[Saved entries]
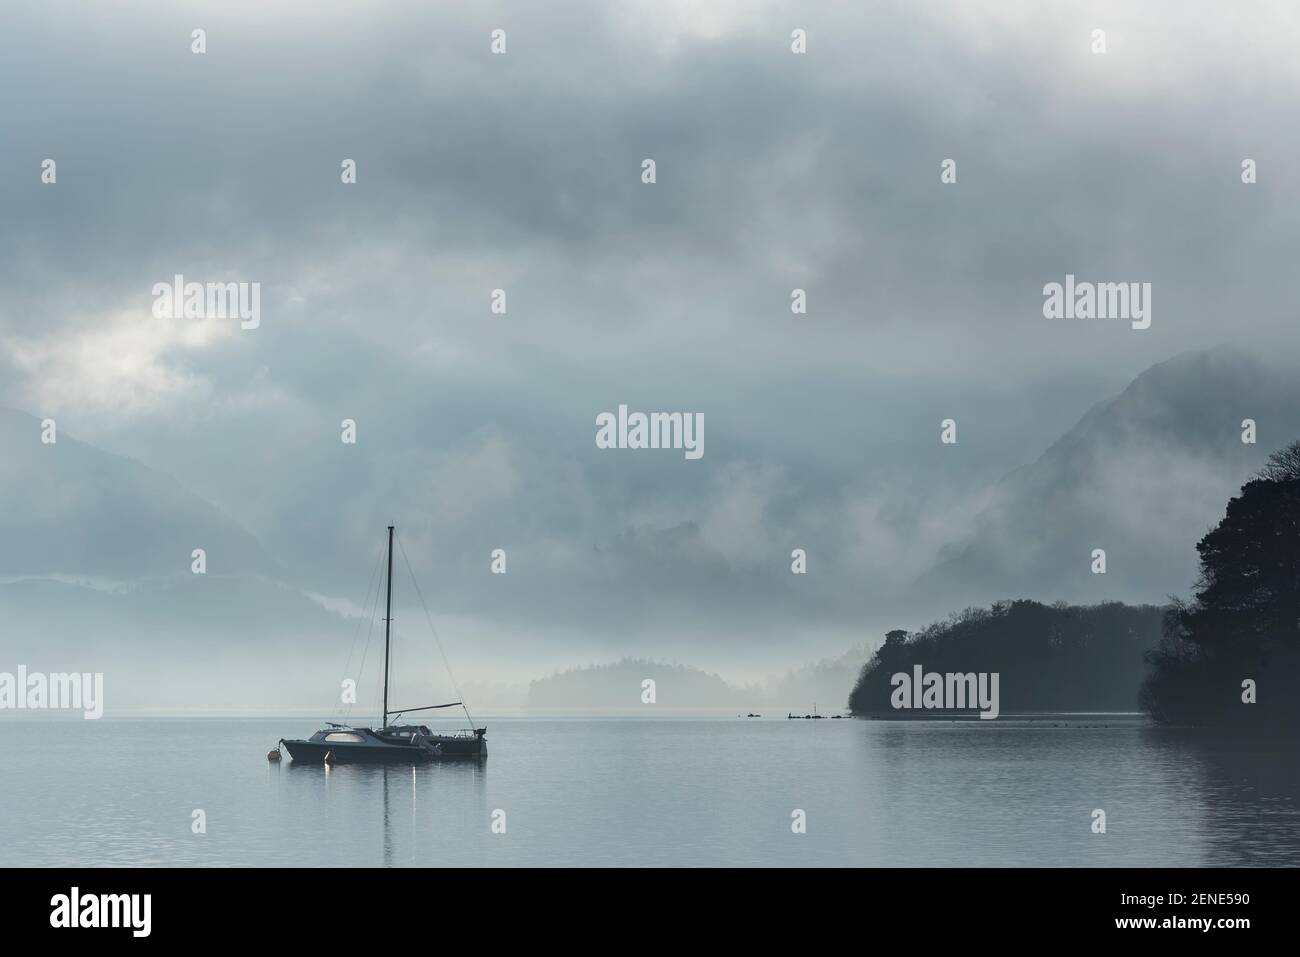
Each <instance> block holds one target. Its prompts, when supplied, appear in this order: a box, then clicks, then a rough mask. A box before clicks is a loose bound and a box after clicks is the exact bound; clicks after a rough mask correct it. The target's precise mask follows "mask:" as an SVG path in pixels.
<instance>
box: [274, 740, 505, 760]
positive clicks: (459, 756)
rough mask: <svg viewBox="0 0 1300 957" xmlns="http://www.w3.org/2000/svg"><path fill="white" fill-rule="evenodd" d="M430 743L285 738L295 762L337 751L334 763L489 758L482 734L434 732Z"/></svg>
mask: <svg viewBox="0 0 1300 957" xmlns="http://www.w3.org/2000/svg"><path fill="white" fill-rule="evenodd" d="M425 742H426V745H428V746H421V745H416V744H407V742H400V741H385V740H382V739H380V737H376V736H374V735H367V740H365V741H357V742H352V741H307V740H282V741H281V745H283V748H285V750H287V752H289V757H290V758H291V759H292V761H295V762H302V763H307V765H321V763H324V762H325V755H326V754H329V753H330V752H333V753H334V763H338V765H359V763H369V765H373V763H416V762H420V763H422V762H426V761H452V759H463V758H486V757H487V741H486V739H484V737H482V736H476V737H461V736H447V737H443V736H437V735H435V736H432V737H428V739H425Z"/></svg>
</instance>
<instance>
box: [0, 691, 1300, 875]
mask: <svg viewBox="0 0 1300 957" xmlns="http://www.w3.org/2000/svg"><path fill="white" fill-rule="evenodd" d="M1054 722H1056V723H1063V722H1060V719H1052V718H1048V719H1045V720H1036V722H1032V723H1030V722H1018V720H1010V719H998V720H997V722H965V723H936V722H909V723H897V722H866V720H822V722H802V720H796V722H789V720H784V719H783V718H781V719H777V718H764V719H750V720H745V719H735V718H733V719H668V720H658V719H656V720H647V719H599V718H591V719H534V718H498V719H487V720H482V722H480V723H482V724H486V726H487V740H489V752H490V757H489V758H487V761H486V762H484V763H482V765H478V763H441V765H424V766H419V767H415V768H412V767H396V766H390V767H365V766H337V767H334V768H325V767H324V766H303V765H294V763H291V762H290V761H289V759H287V757H286V759H285V761H283V762H282V763H281V765H273V763H269V762H268V761H266V758H265V753H266V750H268V748H270V746H273V745H274V744H276V741H277V740H278V739H279V737H296V736H307V735H309V733H311V732H313V731H316V729H317V727H318V724H317V723H316V722H311V720H302V719H282V720H264V719H256V720H253V719H246V720H226V719H196V720H188V719H159V720H126V719H117V720H114V719H108V718H105V719H101V720H98V722H86V720H0V757H3V770H0V865H270V866H276V865H307V866H317V865H330V866H339V865H391V866H441V865H456V866H464V865H468V866H478V865H524V866H533V865H562V866H563V865H625V866H645V865H650V866H660V865H724V866H725V865H757V866H774V867H789V866H802V865H868V866H870V865H962V866H1001V865H1035V866H1063V865H1084V866H1092V865H1096V866H1102V865H1153V866H1154V865H1173V866H1193V865H1292V866H1295V865H1300V771H1297V762H1296V753H1295V746H1294V744H1288V745H1284V746H1278V745H1274V746H1271V748H1266V746H1264V745H1255V744H1243V742H1242V741H1234V742H1214V741H1212V740H1209V739H1206V737H1205V736H1204V735H1200V733H1193V732H1187V731H1167V729H1154V728H1148V727H1144V726H1143V724H1141V722H1138V720H1134V719H1125V718H1118V719H1117V718H1113V716H1104V718H1086V719H1071V720H1070V727H1052V724H1053V723H1054ZM1088 724H1097V726H1100V724H1109V727H1080V726H1088ZM195 809H203V810H204V811H205V814H207V833H201V835H196V833H192V831H191V820H192V817H191V815H192V811H194V810H195ZM497 809H500V810H503V811H504V813H506V833H493V831H491V820H493V813H494V811H495V810H497ZM796 809H801V810H803V811H805V813H806V817H807V832H806V833H801V835H800V833H793V832H792V827H790V824H792V811H794V810H796ZM1093 809H1102V810H1105V813H1106V833H1104V835H1096V833H1092V830H1091V824H1092V817H1091V815H1092V811H1093Z"/></svg>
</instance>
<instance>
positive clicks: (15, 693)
mask: <svg viewBox="0 0 1300 957" xmlns="http://www.w3.org/2000/svg"><path fill="white" fill-rule="evenodd" d="M6 709H14V710H19V711H21V710H27V709H30V710H32V711H42V710H48V711H78V710H79V711H82V718H86V719H87V720H94V719H96V718H103V716H104V674H103V672H95V674H94V675H92V674H91V672H88V671H87V672H86V674H81V672H78V671H74V672H72V674H68V672H56V674H52V675H45V674H42V672H39V671H32V672H30V674H29V672H27V666H26V664H19V666H18V674H17V675H14V674H12V672H9V671H0V711H4V710H6Z"/></svg>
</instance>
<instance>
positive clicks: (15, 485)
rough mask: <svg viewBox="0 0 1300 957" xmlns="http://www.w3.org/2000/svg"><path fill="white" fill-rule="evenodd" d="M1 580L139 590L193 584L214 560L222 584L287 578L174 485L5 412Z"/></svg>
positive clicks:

Exercise details: From the first line to the last, repeat the records exactly. Leave out the pictures.

Written response:
Each <instance> block holds one target. Its prompts, when supplied, appear in this order: a box, then clicks, then a rough mask. A box before clicks is a loose bound and a box after clicks is the exact bound; clicks after a rough mask correct it. The target's precise mask follows "mask:" as an SVG path in pixels.
<instance>
box: [274, 740, 505, 760]
positive clicks: (459, 756)
rough mask: <svg viewBox="0 0 1300 957" xmlns="http://www.w3.org/2000/svg"><path fill="white" fill-rule="evenodd" d="M430 743L285 738L295 762L337 751L334 763L489 758L482 734L434 732Z"/></svg>
mask: <svg viewBox="0 0 1300 957" xmlns="http://www.w3.org/2000/svg"><path fill="white" fill-rule="evenodd" d="M425 742H426V745H428V746H421V745H416V744H407V742H400V741H385V740H382V739H380V737H376V736H374V735H367V740H365V741H357V742H352V741H307V740H282V741H281V745H283V748H285V750H287V752H289V757H290V758H291V759H292V761H295V762H302V763H307V765H321V763H324V762H325V755H326V754H329V753H330V752H333V753H334V763H338V765H359V763H369V765H373V763H416V762H420V763H422V762H426V761H452V759H463V758H486V757H487V741H486V739H484V737H482V736H476V737H461V736H447V737H443V736H437V735H435V736H432V737H428V739H425Z"/></svg>
</instance>
<instance>
box: [0, 691, 1300, 875]
mask: <svg viewBox="0 0 1300 957" xmlns="http://www.w3.org/2000/svg"><path fill="white" fill-rule="evenodd" d="M1054 722H1056V723H1063V722H1060V719H1052V718H1048V719H1045V720H1036V722H1032V723H1030V722H1018V720H1010V719H998V720H997V722H965V723H936V722H909V723H897V722H866V720H822V722H802V720H796V722H789V720H784V719H783V718H781V719H777V718H764V719H750V720H745V719H735V718H733V719H668V720H658V719H656V720H647V719H599V718H591V719H534V718H498V719H487V720H482V722H480V723H482V724H486V726H487V740H489V752H490V757H489V758H487V761H486V762H484V763H482V765H478V763H441V765H424V766H419V767H415V768H412V767H396V766H390V767H365V766H337V767H334V768H325V767H324V766H303V765H294V763H291V762H290V761H289V759H287V757H286V759H285V761H283V762H282V763H281V765H273V763H269V762H268V761H266V758H265V753H266V750H268V748H270V746H273V745H274V744H276V741H277V740H278V739H279V737H296V736H307V735H309V733H311V732H313V731H316V729H317V727H318V724H317V723H316V722H311V720H302V719H282V720H264V719H256V720H253V719H246V720H226V719H196V720H188V719H159V720H126V719H117V720H114V719H108V718H105V719H101V720H98V722H86V720H0V757H3V770H0V865H270V866H276V865H307V866H317V865H330V866H339V865H391V866H441V865H456V866H464V865H468V866H478V865H524V866H533V865H562V866H563V865H625V866H645V865H650V866H660V865H724V866H725V865H757V866H774V867H789V866H802V865H868V866H870V865H962V866H1001V865H1035V866H1063V865H1084V866H1092V865H1096V866H1102V865H1153V866H1154V865H1173V866H1193V865H1292V866H1295V865H1300V771H1297V762H1296V753H1295V746H1294V744H1288V745H1284V746H1278V745H1274V746H1271V748H1266V746H1264V745H1255V744H1243V742H1242V741H1234V742H1214V741H1212V740H1209V739H1206V737H1205V736H1204V735H1200V733H1193V732H1187V731H1167V729H1154V728H1148V727H1144V726H1143V724H1141V722H1138V720H1134V719H1125V718H1118V719H1117V718H1113V716H1104V718H1086V719H1071V720H1070V727H1052V724H1053V723H1054ZM1088 724H1097V726H1100V724H1109V727H1080V726H1088ZM195 809H203V810H204V811H205V814H207V833H201V835H196V833H192V831H191V820H192V817H191V815H192V811H194V810H195ZM497 809H500V810H503V811H504V813H506V833H493V831H491V820H493V813H494V811H495V810H497ZM796 809H801V810H803V811H805V813H806V817H807V832H806V833H801V835H800V833H793V832H792V827H790V824H792V811H794V810H796ZM1093 809H1102V810H1105V813H1106V833H1104V835H1096V833H1092V830H1091V824H1092V817H1091V815H1092V811H1093Z"/></svg>
</instance>
<instance>
positive clicks: (15, 693)
mask: <svg viewBox="0 0 1300 957" xmlns="http://www.w3.org/2000/svg"><path fill="white" fill-rule="evenodd" d="M6 709H14V710H19V711H21V710H27V709H30V710H32V711H42V710H48V711H78V710H79V711H82V718H86V719H87V720H94V719H96V718H103V716H104V674H103V672H95V674H94V675H92V674H91V672H88V671H87V672H86V674H81V672H78V671H74V672H72V674H68V672H56V674H52V675H45V674H42V672H39V671H32V672H30V674H29V672H27V666H26V664H19V666H18V674H17V675H14V674H12V672H9V671H0V711H4V710H6Z"/></svg>
</instance>
<instance>
positive clicks: (15, 485)
rough mask: <svg viewBox="0 0 1300 957" xmlns="http://www.w3.org/2000/svg"><path fill="white" fill-rule="evenodd" d="M1 580L139 590L193 584L214 560L222 584L287 578L174 485L5 412Z"/></svg>
positive clicks:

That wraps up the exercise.